- [DOCUMENT SECTION]
⁂
International Society on Hypertension in Blacks
- Abbreviation: ISHIB
- Formation: 1986
- Founder: Dallas Hall, Neil B. Shulman, and Elijah Saunders
- Founded at: Atlanta, Georgia, United States
- Purpose: To improve the health of racial and ethnic minorities
- Headquarters: Arlington, Virginia, United States
- President: Brent M. Egan
- Vice President: Kwame Osei
- Secretary-Treasurer: Angela L. Brown
- Website: www.ahajournals.org/doi/10.1161/hypertensionaha.110.152892

= International Society on Hypertension in Blacks =

Non-profit medical society

The International Society on Hypertension in Blacks (abbreviated ISHIB) is a non-profit medical society based in Atlanta, United States which is dedicated to improving the health of racial and ethnic minority groups worldwide. It was founded in 1986 by the physicians Dallas Hall, Neil B. Shulman, and Elijah Saunders, in response to concern about high rates of hypertension among African Americans. By 2006, the society had broadened its scope to focus not just on reducing rates of hypertension among African Americans, but also on improving the health of all minority populations around the world. The society's official peer-reviewed journal is Ethnicity & Disease, which it has published since 1991.
⁂
- [GIVEN RECORDS]
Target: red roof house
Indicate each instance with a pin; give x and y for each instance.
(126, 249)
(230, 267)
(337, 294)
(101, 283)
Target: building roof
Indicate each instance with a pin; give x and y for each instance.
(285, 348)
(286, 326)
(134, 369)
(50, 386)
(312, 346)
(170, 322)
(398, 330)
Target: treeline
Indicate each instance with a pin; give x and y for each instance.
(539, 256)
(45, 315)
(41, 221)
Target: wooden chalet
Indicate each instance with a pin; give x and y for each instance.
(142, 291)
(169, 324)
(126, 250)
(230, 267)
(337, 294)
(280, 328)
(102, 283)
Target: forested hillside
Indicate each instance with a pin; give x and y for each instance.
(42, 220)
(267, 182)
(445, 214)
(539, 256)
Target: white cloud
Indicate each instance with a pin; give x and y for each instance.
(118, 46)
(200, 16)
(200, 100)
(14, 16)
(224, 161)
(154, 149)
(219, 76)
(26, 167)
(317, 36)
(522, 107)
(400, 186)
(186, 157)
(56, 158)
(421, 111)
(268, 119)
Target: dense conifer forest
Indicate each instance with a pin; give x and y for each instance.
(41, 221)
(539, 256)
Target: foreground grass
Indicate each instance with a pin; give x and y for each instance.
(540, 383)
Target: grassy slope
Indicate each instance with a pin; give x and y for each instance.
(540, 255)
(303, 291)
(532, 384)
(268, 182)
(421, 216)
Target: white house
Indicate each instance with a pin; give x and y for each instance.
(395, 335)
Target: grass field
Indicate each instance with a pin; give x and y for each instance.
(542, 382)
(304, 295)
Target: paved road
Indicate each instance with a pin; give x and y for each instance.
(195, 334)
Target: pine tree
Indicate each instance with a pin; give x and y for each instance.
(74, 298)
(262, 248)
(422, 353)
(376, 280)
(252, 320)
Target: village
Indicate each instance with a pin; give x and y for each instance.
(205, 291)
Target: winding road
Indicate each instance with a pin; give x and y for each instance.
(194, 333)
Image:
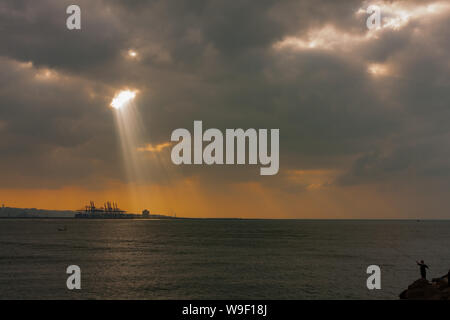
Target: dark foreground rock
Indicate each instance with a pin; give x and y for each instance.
(423, 290)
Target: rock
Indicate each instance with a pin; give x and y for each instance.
(423, 290)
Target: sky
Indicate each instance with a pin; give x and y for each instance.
(363, 114)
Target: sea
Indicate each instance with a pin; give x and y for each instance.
(217, 258)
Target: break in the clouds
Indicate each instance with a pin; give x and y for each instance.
(356, 108)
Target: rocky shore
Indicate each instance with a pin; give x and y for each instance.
(422, 289)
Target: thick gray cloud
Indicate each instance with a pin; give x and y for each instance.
(218, 61)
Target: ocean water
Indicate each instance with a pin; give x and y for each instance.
(217, 259)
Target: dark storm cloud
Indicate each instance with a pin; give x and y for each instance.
(216, 61)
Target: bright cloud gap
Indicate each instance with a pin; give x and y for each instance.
(123, 98)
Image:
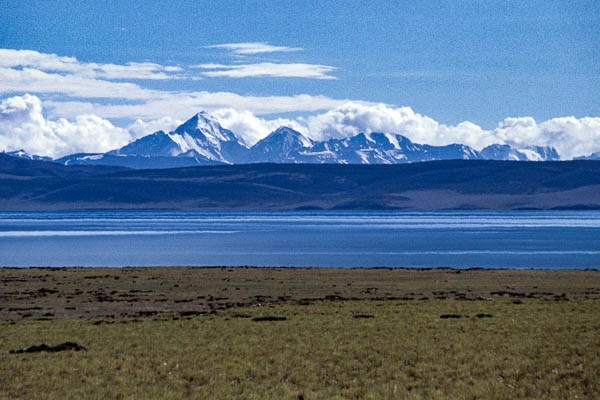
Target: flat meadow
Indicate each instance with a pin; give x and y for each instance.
(299, 333)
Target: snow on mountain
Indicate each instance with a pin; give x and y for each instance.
(529, 153)
(283, 145)
(593, 156)
(23, 154)
(203, 141)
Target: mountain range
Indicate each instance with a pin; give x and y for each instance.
(433, 185)
(203, 141)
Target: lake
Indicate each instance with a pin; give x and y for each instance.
(524, 239)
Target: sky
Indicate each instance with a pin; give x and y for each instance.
(92, 76)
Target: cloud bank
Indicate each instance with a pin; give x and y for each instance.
(23, 125)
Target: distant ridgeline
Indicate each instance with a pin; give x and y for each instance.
(435, 185)
(203, 141)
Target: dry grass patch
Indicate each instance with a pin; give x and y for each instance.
(540, 348)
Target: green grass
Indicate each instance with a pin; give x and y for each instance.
(541, 348)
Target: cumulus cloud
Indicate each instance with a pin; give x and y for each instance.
(571, 136)
(140, 128)
(313, 71)
(251, 128)
(182, 105)
(252, 48)
(23, 126)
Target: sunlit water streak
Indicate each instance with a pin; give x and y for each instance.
(524, 239)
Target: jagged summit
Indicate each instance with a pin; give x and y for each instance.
(201, 140)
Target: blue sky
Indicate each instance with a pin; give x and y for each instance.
(452, 61)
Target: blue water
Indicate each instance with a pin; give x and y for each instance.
(525, 239)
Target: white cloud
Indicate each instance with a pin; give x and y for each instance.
(297, 70)
(36, 81)
(252, 48)
(182, 105)
(23, 126)
(51, 62)
(571, 136)
(251, 128)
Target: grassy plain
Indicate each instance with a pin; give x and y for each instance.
(336, 333)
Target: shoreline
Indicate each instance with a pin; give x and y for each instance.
(30, 293)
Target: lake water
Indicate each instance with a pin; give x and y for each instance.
(526, 239)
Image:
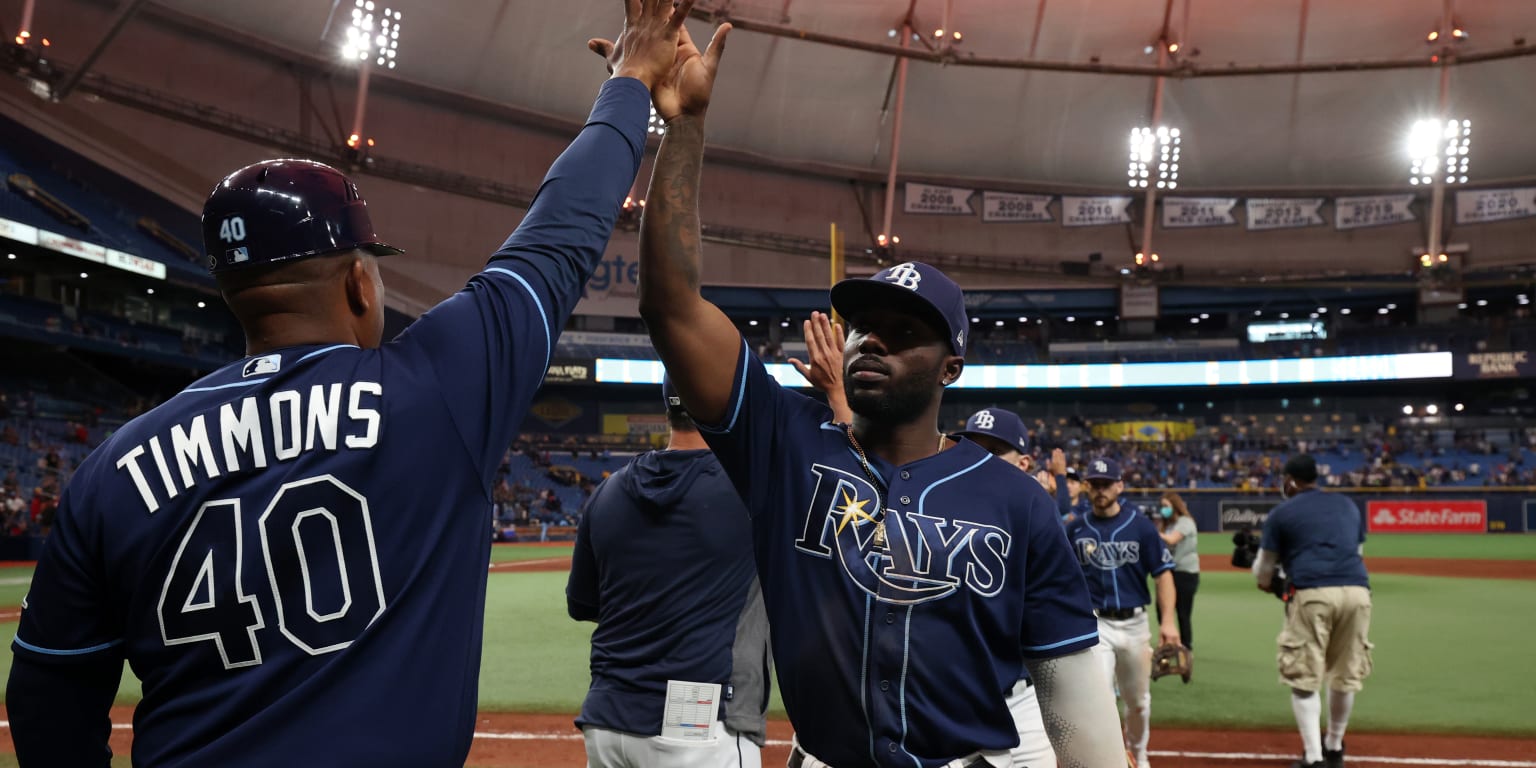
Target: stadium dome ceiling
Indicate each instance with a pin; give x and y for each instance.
(797, 100)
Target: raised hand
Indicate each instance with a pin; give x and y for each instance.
(824, 367)
(648, 45)
(687, 88)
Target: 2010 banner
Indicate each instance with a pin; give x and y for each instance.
(1283, 212)
(1357, 212)
(1012, 206)
(1094, 211)
(1198, 211)
(1495, 205)
(950, 201)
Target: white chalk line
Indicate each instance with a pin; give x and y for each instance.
(527, 736)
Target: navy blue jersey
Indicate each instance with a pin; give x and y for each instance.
(291, 553)
(900, 601)
(664, 566)
(1317, 536)
(1117, 556)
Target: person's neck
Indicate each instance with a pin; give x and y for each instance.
(685, 441)
(1108, 512)
(900, 443)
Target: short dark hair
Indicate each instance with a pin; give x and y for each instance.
(679, 420)
(1301, 469)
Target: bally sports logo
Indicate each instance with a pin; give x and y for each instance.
(1427, 516)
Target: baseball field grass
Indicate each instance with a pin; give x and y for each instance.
(1444, 648)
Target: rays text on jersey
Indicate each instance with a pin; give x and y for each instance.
(252, 432)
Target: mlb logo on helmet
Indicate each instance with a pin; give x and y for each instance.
(263, 364)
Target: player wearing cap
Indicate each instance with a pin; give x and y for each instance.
(1118, 550)
(263, 547)
(664, 564)
(908, 576)
(1003, 435)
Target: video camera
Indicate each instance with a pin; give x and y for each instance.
(1244, 550)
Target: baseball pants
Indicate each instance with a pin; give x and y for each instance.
(625, 750)
(1125, 647)
(1034, 747)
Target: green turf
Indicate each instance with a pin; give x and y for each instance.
(1452, 546)
(518, 552)
(1443, 658)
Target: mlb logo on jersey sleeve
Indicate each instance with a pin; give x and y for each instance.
(263, 364)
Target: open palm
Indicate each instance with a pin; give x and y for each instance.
(687, 89)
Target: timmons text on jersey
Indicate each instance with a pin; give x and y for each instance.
(284, 423)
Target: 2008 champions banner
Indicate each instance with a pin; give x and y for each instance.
(1012, 206)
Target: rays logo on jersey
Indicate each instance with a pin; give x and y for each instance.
(899, 556)
(1108, 555)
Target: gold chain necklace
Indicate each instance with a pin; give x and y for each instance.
(874, 480)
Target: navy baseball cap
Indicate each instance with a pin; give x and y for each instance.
(1000, 424)
(284, 209)
(910, 284)
(1103, 469)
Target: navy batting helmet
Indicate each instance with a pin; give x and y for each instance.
(284, 209)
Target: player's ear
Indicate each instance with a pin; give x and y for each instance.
(360, 284)
(951, 372)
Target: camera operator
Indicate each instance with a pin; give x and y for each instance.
(1320, 539)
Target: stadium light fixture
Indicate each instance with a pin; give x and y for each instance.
(372, 34)
(1154, 149)
(1440, 151)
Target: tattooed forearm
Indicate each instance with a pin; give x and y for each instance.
(1079, 711)
(670, 240)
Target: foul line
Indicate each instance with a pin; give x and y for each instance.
(524, 736)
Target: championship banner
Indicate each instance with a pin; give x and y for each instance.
(1427, 516)
(1357, 212)
(1244, 513)
(1011, 206)
(1284, 212)
(946, 201)
(1495, 205)
(1198, 211)
(1094, 211)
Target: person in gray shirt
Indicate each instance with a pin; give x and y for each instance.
(1178, 532)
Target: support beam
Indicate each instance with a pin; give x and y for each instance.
(896, 131)
(123, 14)
(1441, 115)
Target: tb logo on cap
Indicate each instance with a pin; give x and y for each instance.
(905, 275)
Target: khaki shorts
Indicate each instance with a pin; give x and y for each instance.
(1324, 639)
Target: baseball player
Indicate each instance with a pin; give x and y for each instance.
(1003, 435)
(908, 576)
(1118, 549)
(292, 550)
(664, 566)
(1320, 539)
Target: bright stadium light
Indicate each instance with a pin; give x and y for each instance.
(372, 36)
(1154, 149)
(1438, 151)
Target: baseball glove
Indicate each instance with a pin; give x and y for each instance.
(1172, 659)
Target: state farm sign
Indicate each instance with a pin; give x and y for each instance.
(1427, 516)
⁂
- [WHAT IS EXPECTED]
From the article on the International Society on Hypertension in Blacks, copy the passage starting with "The International Society" and going on through "published since 1991.".

- [RESPONSE BOX]
The International Society on Hypertension in Blacks (abbreviated ISHIB) is a non-profit medical society based in Atlanta, United States which is dedicated to improving the health of racial and ethnic minority groups worldwide. It was founded in 1986 by the physicians Dallas Hall, Neil B. Shulman, and Elijah Saunders, in response to concern about high rates of hypertension among African Americans. By 2006, the society had broadened its scope to focus not just on reducing rates of hypertension among African Americans, but also on improving the health of all minority populations around the world. The society's official peer-reviewed journal is Ethnicity & Disease, which it has published since 1991.